[MATERIAL FOR THIS TASK — start]

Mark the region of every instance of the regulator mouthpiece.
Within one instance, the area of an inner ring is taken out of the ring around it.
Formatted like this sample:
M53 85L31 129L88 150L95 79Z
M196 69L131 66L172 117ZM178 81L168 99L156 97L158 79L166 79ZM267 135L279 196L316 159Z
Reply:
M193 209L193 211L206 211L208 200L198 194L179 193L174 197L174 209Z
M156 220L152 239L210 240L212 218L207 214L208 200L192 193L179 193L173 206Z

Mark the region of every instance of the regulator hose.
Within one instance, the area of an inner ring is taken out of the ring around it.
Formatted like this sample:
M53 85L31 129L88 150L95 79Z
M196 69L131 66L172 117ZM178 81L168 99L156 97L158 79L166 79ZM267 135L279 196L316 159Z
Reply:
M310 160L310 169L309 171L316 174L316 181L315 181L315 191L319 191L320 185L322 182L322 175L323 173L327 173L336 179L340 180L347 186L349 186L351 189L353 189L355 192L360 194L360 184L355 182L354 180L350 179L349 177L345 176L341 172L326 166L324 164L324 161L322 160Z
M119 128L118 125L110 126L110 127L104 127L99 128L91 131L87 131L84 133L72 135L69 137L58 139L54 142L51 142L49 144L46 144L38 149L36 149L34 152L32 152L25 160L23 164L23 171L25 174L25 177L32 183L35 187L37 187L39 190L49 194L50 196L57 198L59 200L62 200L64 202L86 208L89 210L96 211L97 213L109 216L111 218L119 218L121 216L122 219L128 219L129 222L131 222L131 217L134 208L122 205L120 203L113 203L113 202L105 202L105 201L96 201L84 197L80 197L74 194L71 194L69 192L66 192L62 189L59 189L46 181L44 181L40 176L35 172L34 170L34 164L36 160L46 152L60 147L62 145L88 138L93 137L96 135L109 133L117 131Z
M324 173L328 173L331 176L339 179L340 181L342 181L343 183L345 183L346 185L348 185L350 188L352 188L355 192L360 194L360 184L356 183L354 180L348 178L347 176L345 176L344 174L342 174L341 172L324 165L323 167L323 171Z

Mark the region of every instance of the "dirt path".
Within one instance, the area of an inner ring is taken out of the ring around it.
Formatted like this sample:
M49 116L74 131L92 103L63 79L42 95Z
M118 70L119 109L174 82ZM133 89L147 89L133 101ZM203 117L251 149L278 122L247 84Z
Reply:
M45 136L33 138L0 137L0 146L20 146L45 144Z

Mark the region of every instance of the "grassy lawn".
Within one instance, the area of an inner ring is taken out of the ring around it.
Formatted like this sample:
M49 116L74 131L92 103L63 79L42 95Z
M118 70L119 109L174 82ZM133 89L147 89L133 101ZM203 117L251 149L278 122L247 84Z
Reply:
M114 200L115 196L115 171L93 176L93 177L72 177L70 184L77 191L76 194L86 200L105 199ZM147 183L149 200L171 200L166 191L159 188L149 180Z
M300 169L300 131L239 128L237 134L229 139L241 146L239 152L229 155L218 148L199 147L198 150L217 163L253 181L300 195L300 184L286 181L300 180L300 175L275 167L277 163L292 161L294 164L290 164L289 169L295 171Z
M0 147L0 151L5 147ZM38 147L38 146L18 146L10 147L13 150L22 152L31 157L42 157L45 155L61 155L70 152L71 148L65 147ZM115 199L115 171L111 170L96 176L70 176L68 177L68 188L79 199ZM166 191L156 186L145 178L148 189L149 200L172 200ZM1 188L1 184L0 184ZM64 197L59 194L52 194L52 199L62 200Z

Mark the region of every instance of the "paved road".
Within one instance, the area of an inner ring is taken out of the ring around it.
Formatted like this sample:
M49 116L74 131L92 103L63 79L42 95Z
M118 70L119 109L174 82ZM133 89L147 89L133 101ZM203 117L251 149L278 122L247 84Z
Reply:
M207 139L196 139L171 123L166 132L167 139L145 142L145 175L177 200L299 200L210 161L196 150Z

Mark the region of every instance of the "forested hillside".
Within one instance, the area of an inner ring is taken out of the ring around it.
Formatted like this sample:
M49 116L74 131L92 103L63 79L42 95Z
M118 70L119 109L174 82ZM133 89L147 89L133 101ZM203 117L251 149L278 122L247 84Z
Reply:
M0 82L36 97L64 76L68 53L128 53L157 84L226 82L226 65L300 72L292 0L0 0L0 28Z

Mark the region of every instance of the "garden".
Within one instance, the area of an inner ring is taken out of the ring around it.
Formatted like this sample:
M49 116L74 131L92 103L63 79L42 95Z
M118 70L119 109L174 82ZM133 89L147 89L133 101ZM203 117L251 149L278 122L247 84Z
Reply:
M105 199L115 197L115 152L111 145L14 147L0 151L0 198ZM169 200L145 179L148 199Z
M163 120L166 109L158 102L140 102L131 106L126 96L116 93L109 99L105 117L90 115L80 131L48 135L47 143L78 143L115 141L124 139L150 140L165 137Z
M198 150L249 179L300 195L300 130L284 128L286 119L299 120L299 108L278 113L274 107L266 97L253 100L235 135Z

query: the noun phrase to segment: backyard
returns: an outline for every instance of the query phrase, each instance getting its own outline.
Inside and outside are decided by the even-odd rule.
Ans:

[MATERIAL FOR THIS TASK — finish]

Please write the entries out again exactly as they stand.

Mark the region of every instance of the regulator mouthpiece.
Within one instance, the area of an inner ring is taken out of the ring around it.
Formatted like this sample:
M53 85L31 129L88 150L95 79Z
M196 69L131 66L172 117ZM178 81L168 99L156 97L158 79L166 79ZM267 135L279 196L316 159Z
Reply:
M193 209L193 211L206 211L208 200L198 194L179 193L174 197L174 209Z
M156 220L152 239L210 240L212 218L207 214L208 200L192 193L179 193L173 206Z

Mark the region of every instance of the regulator hose.
Within one instance, the area of an inner ring is taken out of the ring around it.
Formatted like this sample:
M53 85L31 129L88 150L95 79Z
M196 69L131 66L172 117ZM178 81L168 99L156 97L158 79L166 79ZM267 135L279 196L316 159Z
Reply:
M310 160L310 169L309 171L316 174L316 181L315 181L315 191L319 191L320 185L322 182L322 175L323 173L327 173L336 179L340 180L347 186L349 186L351 189L353 189L355 192L360 194L360 184L355 182L354 180L350 179L349 177L345 176L341 172L326 166L324 164L324 161L322 160Z
M119 128L118 125L110 126L110 127L104 127L99 128L91 131L87 131L84 133L72 135L69 137L58 139L54 142L51 142L49 144L46 144L38 149L36 149L34 152L32 152L25 160L23 164L23 171L25 174L25 177L32 183L35 187L37 187L39 190L49 194L50 196L57 198L59 200L62 200L64 202L86 208L89 210L96 211L97 213L109 216L111 218L119 218L121 216L122 219L128 219L129 222L131 222L131 217L134 208L122 205L120 203L113 203L113 202L105 202L105 201L96 201L84 197L80 197L74 194L71 194L69 192L66 192L62 189L59 189L46 181L44 181L40 176L35 172L34 170L34 164L36 160L46 152L60 147L62 145L88 138L93 137L96 135L109 133L117 131Z
M324 173L328 173L331 176L339 179L340 181L342 181L343 183L345 183L346 185L348 185L350 188L352 188L355 192L360 194L360 184L356 183L354 180L348 178L347 176L345 176L344 174L342 174L341 172L324 165L323 167L323 171Z

Mark the region of every instance of the "dirt path".
Within one instance, the area of an inner ring is taken out of the ring around it.
Formatted like this sample:
M49 116L74 131L92 103L63 79L42 95Z
M118 70L119 109L174 82ZM133 89L147 89L133 101ZM203 117L251 149L278 122L247 84Z
Reply:
M45 136L33 138L0 137L0 146L20 146L45 144Z

Mark the region of every instance of the "grassy lawn".
Within one instance, the area of an inner ring is taken out of the ring around it.
Formatted like this sample:
M49 116L74 131L92 103L63 79L42 95Z
M118 70L119 109L174 82ZM133 89L147 89L133 101ZM203 117L251 149L278 122L247 84Z
Reply:
M114 200L115 196L115 171L93 176L93 177L72 177L70 184L77 191L76 194L86 200L105 199ZM147 183L149 200L171 200L166 191L159 188L149 180Z
M300 169L300 131L239 128L237 134L229 139L241 146L239 152L229 155L218 148L199 147L198 150L217 163L253 181L300 195L300 184L286 181L300 180L300 175L275 167L277 163L292 161L294 164L290 164L289 169L295 171Z
M0 147L0 151L5 147ZM38 147L38 146L18 146L10 147L13 150L22 152L31 157L42 157L45 155L61 155L70 152L71 148L65 147ZM115 199L115 171L111 170L96 176L70 176L68 177L68 188L79 199ZM166 191L156 186L145 178L148 189L149 200L172 200ZM1 188L1 184L0 184ZM64 197L59 194L52 194L52 199L62 200Z

Mark the region of every instance of the "paved road".
Within one instance, the area of an inner ring is taken out of the ring around it.
Formatted like this sample:
M49 116L74 131L92 103L63 79L42 95Z
M118 70L119 109L174 82ZM133 89L147 89L133 101ZM203 117L251 149L278 122L247 84Z
Reply:
M207 139L196 139L171 123L166 132L167 139L145 142L145 175L177 200L299 200L210 161L196 150Z

Mark the region of every instance of the "forested hillside".
Within one instance, the area of an inner ring is taken out of the ring around it.
Formatted like this sample:
M49 116L74 131L92 103L63 79L42 95Z
M118 70L119 109L174 82ZM133 89L147 89L133 101ZM203 117L251 149L278 122L247 84Z
Reply:
M0 82L36 97L64 76L68 53L128 53L157 84L226 82L226 65L300 72L292 0L0 0L0 28Z

Mark the region of every instance of the "garden".
Within one instance, the area of an inner ring is taken out of the ring around it.
Formatted like this sample:
M49 116L74 131L92 103L63 79L42 95Z
M118 70L119 109L174 82ZM133 89L147 89L133 101ZM203 117L251 149L278 122L247 84Z
Reply:
M105 199L115 197L115 152L111 145L14 147L0 151L0 198ZM169 200L145 179L148 199Z
M163 120L166 109L158 102L140 102L131 106L126 96L116 93L109 99L105 117L90 115L80 131L48 135L47 143L78 143L115 141L124 139L150 140L165 137Z
M198 150L249 179L300 195L300 130L284 128L286 119L299 120L299 108L278 113L274 107L266 97L253 100L235 135Z

query: the noun phrase to segment: backyard
returns: an outline for every instance of the query phrase, each instance getting its own outline.
Inside and outside are decided by the even-odd rule.
Ans:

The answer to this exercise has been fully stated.